Text to read =
+++++

Chemistry files (qcip_tools.chemistry_files)

Read/write files commonly used in quantum chemistry.

Concepts

Human readable text files are widely used in the field of quantum chemistry, but there is large syntaxic differences from one to another (when there IS a syntax). This is especially true for input files, which follows rigorous syntax, while output files are more or less incoherent. This module implement access to different formats.

All classes derive from ChemistryFile. You need to override the read() method to read from a file.

Thanks to the dispatcher pattern, derivation from this class allow to define taylor-made accessors: use the @Class.define_property(property_name) decorator to give the ability to use this callback function with property(property_name[, optional kwargs ...]). Callbacks should have the form callback_func(obj, **kwargs), where obj is the current object. In the code, those callbacks have the form property__*(obj, **kwargs). One can check if a property is available with has_property() (which does not mean that the file actually contains this property, but that it can be carry out).

There is some mixins and derived classes to add functionnalities:

  • WithMoleculeMixin adds self.molecule, which is accessible trough get_molecule(). It also provides a Class.from_molecule(molecule, *args, **kwargs) class method to ease creation of a file from scratch (if defined in subclass).

+++++

Raw records =
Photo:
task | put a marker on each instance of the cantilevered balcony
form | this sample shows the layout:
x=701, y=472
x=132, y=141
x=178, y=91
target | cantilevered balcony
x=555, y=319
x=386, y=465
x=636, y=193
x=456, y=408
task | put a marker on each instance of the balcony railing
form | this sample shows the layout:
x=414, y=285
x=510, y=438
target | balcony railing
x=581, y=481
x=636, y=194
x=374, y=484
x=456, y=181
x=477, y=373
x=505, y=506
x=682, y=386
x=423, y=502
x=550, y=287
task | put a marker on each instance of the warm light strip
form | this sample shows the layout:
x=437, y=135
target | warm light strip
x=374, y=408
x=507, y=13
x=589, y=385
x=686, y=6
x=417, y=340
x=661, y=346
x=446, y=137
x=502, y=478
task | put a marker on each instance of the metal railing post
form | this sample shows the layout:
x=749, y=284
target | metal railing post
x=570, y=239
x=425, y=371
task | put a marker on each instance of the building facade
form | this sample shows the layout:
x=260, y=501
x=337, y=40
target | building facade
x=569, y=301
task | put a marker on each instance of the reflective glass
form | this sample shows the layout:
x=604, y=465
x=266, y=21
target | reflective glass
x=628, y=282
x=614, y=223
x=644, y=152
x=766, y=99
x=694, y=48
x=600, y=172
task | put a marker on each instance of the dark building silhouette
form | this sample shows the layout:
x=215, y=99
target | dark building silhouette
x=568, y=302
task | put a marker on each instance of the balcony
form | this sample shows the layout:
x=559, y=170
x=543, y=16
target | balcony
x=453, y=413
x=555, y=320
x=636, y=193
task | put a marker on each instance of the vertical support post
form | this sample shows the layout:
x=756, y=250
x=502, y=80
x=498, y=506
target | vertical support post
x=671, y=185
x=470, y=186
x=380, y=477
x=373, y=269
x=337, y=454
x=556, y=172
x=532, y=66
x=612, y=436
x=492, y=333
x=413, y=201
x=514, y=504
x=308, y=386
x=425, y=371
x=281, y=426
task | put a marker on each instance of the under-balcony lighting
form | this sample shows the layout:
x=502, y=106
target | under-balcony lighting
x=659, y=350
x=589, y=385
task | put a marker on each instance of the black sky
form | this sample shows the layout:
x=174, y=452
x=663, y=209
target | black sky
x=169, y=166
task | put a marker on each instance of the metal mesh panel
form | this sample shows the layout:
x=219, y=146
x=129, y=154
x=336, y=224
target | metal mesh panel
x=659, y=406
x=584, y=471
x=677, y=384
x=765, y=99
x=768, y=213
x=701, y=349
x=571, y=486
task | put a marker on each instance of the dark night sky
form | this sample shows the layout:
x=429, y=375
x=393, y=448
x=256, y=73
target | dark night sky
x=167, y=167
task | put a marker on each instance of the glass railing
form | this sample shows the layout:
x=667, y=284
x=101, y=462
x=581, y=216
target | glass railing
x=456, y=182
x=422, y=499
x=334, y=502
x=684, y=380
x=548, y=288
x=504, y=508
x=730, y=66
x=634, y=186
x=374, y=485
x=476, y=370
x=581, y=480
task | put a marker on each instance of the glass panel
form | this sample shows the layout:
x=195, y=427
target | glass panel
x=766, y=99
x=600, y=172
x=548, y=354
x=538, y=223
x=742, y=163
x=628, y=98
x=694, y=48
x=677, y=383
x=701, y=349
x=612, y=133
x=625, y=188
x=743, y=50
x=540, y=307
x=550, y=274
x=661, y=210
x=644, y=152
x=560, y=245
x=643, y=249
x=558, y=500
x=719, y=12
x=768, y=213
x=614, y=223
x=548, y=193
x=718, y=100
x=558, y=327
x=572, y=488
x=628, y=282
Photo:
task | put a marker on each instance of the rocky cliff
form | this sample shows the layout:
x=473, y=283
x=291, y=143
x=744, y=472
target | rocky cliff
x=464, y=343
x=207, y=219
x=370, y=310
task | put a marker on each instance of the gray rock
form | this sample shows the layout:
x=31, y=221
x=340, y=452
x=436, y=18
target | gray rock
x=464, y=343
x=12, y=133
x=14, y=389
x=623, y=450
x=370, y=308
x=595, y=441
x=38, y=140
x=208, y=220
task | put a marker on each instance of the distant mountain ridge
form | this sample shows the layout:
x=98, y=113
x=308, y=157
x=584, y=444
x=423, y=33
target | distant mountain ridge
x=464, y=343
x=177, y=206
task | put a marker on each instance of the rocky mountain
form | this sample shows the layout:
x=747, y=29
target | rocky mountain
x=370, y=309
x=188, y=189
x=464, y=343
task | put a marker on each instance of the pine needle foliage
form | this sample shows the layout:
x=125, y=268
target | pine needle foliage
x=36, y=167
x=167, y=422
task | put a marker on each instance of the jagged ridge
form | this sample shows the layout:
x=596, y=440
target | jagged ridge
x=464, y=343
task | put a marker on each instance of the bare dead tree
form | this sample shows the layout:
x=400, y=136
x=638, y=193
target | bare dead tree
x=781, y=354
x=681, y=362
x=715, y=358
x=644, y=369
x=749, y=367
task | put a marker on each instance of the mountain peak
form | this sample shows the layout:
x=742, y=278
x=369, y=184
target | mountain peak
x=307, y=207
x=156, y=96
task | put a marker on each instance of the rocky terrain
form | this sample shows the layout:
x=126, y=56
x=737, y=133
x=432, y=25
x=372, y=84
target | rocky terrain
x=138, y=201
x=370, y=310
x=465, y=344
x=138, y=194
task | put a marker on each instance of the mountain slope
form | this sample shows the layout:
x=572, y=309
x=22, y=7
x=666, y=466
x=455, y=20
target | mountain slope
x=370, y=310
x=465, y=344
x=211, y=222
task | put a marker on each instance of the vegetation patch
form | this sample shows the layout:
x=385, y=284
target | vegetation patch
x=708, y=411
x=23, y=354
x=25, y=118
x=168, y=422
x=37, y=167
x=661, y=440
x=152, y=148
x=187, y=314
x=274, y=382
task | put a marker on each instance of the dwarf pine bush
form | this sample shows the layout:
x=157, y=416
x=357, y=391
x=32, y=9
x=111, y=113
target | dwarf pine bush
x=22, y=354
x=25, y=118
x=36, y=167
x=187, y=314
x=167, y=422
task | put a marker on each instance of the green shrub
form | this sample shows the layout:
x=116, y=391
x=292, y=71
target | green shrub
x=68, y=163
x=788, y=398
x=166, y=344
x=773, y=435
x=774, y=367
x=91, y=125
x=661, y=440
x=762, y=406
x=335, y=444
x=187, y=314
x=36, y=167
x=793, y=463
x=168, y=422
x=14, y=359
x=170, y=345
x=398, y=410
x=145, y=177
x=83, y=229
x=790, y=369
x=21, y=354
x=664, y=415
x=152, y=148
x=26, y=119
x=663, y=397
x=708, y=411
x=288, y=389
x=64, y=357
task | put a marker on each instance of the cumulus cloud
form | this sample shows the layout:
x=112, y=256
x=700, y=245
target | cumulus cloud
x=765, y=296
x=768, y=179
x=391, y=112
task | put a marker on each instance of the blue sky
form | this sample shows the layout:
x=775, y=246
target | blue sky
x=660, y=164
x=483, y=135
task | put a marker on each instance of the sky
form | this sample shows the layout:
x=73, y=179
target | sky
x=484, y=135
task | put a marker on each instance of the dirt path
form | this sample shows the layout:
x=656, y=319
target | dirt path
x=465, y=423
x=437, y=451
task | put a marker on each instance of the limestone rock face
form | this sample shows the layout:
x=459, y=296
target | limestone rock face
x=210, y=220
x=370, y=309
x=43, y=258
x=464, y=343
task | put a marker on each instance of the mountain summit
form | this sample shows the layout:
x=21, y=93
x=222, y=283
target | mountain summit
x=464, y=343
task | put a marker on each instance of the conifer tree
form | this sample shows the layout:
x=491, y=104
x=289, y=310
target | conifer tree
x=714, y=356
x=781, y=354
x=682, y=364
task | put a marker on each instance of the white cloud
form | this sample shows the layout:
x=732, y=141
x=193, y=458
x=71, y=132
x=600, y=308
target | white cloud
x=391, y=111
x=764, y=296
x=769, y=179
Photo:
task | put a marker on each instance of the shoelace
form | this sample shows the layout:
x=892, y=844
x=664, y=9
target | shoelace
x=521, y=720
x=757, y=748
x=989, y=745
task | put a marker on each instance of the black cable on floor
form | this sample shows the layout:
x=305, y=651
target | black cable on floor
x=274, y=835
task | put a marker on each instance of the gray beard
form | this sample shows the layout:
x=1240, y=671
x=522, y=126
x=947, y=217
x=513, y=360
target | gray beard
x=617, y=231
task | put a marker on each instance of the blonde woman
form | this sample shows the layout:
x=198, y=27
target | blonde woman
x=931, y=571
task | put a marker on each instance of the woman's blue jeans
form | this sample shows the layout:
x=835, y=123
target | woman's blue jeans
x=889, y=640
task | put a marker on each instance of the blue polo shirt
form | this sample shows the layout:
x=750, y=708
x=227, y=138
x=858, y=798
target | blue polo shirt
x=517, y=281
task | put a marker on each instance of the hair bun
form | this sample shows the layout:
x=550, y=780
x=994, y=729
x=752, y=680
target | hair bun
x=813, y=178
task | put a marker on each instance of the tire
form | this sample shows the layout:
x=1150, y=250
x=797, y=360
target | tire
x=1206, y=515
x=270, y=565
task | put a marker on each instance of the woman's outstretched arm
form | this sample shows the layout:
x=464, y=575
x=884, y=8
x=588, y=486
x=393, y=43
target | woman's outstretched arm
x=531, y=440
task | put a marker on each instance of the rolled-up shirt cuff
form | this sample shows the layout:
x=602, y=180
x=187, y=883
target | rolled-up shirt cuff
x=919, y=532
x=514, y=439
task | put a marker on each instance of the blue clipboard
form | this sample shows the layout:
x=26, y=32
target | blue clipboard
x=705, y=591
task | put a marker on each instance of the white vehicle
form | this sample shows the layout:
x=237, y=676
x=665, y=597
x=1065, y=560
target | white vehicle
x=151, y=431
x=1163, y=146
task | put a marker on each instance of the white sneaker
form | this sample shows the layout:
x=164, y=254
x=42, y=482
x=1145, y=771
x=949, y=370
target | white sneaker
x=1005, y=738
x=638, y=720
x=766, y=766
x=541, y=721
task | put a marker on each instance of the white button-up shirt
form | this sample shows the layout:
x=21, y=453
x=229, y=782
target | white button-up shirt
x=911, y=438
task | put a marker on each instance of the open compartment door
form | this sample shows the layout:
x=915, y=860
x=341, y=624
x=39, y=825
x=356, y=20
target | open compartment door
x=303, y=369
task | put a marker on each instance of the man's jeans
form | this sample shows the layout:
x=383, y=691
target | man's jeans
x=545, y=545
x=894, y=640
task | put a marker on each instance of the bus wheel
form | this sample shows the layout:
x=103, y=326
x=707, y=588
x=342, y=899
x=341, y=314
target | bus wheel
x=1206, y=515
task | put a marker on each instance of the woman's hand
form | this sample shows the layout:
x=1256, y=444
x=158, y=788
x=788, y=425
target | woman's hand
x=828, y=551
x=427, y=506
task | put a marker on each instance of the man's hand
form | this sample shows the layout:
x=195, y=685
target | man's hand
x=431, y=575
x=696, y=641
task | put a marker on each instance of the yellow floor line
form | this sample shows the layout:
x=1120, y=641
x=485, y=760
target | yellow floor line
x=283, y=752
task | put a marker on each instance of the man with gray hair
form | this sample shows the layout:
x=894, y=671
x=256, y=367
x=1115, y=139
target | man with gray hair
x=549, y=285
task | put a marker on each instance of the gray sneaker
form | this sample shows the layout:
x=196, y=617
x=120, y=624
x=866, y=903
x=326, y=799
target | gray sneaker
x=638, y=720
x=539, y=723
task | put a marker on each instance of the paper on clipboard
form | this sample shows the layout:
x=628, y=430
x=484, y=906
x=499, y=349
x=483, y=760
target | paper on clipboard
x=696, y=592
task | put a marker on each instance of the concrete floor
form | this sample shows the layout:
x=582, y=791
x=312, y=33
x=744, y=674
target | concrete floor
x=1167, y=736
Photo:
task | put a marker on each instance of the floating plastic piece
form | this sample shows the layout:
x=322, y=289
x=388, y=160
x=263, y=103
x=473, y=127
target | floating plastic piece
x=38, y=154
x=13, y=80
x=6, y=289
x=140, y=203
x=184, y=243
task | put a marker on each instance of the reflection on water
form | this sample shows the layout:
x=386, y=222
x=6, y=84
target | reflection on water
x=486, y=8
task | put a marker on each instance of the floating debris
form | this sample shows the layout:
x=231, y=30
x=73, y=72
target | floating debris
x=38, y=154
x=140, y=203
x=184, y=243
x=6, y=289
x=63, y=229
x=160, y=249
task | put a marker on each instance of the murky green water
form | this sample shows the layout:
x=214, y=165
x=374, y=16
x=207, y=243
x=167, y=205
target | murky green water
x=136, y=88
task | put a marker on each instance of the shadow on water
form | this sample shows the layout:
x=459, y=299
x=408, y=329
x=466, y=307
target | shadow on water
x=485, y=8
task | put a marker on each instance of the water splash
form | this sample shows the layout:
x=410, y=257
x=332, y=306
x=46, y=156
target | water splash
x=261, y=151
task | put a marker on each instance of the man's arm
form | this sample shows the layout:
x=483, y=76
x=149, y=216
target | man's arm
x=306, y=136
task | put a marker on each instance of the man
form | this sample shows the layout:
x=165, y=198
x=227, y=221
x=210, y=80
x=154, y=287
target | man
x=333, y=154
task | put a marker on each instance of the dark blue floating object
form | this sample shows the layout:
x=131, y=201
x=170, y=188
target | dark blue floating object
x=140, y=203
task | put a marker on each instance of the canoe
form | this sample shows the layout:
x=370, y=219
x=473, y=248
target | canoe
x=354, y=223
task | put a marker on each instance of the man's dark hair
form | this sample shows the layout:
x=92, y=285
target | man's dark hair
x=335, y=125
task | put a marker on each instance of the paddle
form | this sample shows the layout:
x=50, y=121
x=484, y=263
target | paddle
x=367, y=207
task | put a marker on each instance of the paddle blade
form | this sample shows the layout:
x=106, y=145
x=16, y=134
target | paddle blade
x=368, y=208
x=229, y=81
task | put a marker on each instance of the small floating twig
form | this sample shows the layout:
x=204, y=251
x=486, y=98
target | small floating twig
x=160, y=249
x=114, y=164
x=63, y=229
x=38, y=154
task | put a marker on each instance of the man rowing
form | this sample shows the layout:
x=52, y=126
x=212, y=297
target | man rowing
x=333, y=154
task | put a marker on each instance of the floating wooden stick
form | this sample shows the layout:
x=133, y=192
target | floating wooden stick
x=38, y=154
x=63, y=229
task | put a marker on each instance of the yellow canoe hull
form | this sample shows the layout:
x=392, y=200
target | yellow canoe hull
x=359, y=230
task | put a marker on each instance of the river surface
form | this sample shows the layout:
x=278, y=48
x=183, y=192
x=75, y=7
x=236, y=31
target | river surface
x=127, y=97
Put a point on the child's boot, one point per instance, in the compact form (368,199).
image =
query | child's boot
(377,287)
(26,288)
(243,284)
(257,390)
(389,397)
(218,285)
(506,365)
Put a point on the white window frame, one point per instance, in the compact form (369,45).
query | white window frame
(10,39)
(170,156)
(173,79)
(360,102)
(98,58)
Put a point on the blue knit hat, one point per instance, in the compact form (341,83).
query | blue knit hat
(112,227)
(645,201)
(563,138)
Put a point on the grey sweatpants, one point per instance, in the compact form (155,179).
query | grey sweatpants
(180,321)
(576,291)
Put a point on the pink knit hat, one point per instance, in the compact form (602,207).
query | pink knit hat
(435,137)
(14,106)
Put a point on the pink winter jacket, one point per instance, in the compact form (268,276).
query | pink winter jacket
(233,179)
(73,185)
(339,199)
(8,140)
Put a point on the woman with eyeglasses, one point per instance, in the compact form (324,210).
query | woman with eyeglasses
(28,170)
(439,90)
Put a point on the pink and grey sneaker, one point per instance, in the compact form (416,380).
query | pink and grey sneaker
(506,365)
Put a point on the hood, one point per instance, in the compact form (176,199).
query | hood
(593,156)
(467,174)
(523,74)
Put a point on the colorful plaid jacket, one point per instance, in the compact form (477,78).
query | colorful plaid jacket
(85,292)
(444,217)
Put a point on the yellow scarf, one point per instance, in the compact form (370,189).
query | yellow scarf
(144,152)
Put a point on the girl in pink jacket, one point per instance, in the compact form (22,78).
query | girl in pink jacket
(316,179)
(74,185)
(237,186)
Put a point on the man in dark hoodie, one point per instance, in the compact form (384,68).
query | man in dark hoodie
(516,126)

+++++

Exercise instructions =
a - According to the chemistry files documentation, from which class do all classes derive?
b - Restate the chemistry files documentation starting with "There is some" and going on through "defined in subclass).", changing "get_molecule" to "fetch_molecule".

Solutions for each task =
a - ChemistryFile

b -
There is some mixins and derived classes to add functionnalities:

  • WithMoleculeMixin adds self.molecule, which is accessible trough fetch_molecule(). It also provides a Class.from_molecule(molecule, *args, **kwargs) class method to ease creation of a file from scratch (if defined in subclass).